**GIVEN REQUEST**: Output exactly, please, the lines of the records below from the one containing "Each instance receives a single keypoint. Tag the framed" through the final line.

**SUPPLIED DATA**:
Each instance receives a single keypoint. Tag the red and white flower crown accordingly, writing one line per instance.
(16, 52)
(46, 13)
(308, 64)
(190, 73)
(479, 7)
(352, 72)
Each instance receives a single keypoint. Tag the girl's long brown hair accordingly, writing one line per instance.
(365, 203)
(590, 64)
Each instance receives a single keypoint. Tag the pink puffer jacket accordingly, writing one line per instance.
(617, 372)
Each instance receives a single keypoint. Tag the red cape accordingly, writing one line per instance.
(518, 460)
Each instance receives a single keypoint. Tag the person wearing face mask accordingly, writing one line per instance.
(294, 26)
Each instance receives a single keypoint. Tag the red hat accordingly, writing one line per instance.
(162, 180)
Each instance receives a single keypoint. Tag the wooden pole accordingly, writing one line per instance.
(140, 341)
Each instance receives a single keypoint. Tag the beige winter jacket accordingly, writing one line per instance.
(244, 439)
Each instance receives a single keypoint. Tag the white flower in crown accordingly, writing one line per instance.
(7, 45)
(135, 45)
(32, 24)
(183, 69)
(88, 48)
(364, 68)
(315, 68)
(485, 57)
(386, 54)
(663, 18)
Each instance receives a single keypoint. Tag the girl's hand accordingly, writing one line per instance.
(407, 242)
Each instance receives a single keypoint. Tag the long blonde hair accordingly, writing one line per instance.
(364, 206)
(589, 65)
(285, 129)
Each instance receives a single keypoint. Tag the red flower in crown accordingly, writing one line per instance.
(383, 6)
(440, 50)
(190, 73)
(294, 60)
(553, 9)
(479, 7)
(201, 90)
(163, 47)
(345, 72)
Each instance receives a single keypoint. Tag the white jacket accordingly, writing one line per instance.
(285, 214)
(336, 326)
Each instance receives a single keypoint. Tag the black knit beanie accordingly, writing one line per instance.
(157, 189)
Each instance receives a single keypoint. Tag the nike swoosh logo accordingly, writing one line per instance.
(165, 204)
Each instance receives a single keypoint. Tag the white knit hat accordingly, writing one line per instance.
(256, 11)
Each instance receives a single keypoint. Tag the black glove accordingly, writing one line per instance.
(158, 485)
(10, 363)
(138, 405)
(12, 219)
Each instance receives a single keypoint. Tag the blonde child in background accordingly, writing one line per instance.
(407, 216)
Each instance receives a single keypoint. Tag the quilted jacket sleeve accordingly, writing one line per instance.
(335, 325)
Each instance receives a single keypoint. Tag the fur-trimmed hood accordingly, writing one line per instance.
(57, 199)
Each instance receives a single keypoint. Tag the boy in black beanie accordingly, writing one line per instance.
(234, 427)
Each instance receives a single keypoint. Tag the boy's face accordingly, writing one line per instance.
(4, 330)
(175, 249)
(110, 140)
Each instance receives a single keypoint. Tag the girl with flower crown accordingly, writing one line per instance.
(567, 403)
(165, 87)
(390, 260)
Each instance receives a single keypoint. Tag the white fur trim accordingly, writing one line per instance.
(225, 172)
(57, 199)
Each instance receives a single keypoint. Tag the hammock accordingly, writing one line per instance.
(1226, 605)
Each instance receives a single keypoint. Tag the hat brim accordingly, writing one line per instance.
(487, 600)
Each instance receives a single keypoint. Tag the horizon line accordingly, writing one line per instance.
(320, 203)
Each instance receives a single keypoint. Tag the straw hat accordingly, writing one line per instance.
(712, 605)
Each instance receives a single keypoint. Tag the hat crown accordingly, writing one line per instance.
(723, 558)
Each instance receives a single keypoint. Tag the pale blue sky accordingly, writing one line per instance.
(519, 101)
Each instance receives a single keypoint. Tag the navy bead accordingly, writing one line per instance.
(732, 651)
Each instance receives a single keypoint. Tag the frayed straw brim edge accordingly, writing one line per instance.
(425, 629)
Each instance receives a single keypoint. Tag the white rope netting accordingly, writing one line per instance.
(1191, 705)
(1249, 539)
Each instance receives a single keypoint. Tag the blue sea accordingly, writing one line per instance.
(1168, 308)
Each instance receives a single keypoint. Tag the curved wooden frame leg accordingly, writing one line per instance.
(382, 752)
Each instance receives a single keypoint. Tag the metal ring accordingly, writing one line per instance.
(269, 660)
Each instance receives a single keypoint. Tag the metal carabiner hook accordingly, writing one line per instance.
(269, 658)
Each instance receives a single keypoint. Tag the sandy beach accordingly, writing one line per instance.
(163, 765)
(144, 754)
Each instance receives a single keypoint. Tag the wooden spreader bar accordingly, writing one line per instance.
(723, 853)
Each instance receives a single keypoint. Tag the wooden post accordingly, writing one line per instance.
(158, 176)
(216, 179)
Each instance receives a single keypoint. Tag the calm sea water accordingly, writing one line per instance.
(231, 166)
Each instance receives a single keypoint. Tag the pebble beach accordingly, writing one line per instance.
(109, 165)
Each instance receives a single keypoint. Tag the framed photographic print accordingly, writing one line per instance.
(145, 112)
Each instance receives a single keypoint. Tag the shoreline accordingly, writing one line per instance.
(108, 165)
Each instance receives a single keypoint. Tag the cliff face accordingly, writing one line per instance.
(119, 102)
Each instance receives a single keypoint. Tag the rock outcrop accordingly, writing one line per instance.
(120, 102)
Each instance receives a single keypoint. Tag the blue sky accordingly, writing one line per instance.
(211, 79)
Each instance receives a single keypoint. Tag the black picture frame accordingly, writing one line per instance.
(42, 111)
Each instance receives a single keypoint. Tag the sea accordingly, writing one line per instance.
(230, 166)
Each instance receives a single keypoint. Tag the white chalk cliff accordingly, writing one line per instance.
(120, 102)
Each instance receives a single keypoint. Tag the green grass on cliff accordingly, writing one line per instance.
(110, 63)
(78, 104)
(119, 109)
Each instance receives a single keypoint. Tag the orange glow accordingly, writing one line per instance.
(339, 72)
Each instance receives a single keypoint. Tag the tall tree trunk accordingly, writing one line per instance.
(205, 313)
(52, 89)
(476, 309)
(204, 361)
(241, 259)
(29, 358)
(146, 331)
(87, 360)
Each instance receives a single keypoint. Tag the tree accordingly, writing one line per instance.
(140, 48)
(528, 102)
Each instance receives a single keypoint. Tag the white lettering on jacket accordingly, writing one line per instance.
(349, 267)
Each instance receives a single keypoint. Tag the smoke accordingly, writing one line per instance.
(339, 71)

**PROBLEM SOLUTION**:
Each instance receives a single keypoint. Tag the framed photographic print accordingly, writing one line per instance.
(145, 112)
Each instance receives a single keypoint. Tag the shoreline accordingly, writing one line per instance.
(108, 165)
Each instance receives a single keypoint. Tag the cliff face accordingly, writing one line per instance.
(119, 102)
Each instance receives a single keypoint. Tag the rock outcrop accordingly, writing one line per instance.
(120, 102)
Each instance receives a single keypoint. Tag the blue sky accordingly, writing one line per instance.
(211, 79)
Each instance receives a single keypoint. Tag the black picture frame accordingly, writing one line per instance.
(42, 111)
Each instance receives a single keypoint. Tag the sea accordingly, writing one line per instance.
(230, 166)
Each instance receives a single keypoint. Tag the white chalk cliff accordingly, writing one line per instance.
(120, 102)
Each instance receives a single keypoint. Tag the green grass on cliff accordingly, writing one line per instance.
(110, 63)
(78, 104)
(119, 109)
Each instance receives a single keypoint. Tag the orange glow accordingly, writing one line per instance.
(339, 72)
Each instance receives a single keypoint. Tag the tall tree trunk accordingly, writing one line per instance.
(205, 313)
(52, 89)
(476, 309)
(204, 361)
(241, 259)
(29, 358)
(146, 331)
(87, 360)
Each instance receives a single keypoint. Tag the tree accordingly, writing one line per instance.
(140, 48)
(528, 102)
Each instance receives a single keypoint. Tag the white lettering on jacket accordingly, writing one line per instance.
(349, 267)
Each instance receives a single keypoint. Tag the smoke accordingly, writing one line per instance.
(339, 71)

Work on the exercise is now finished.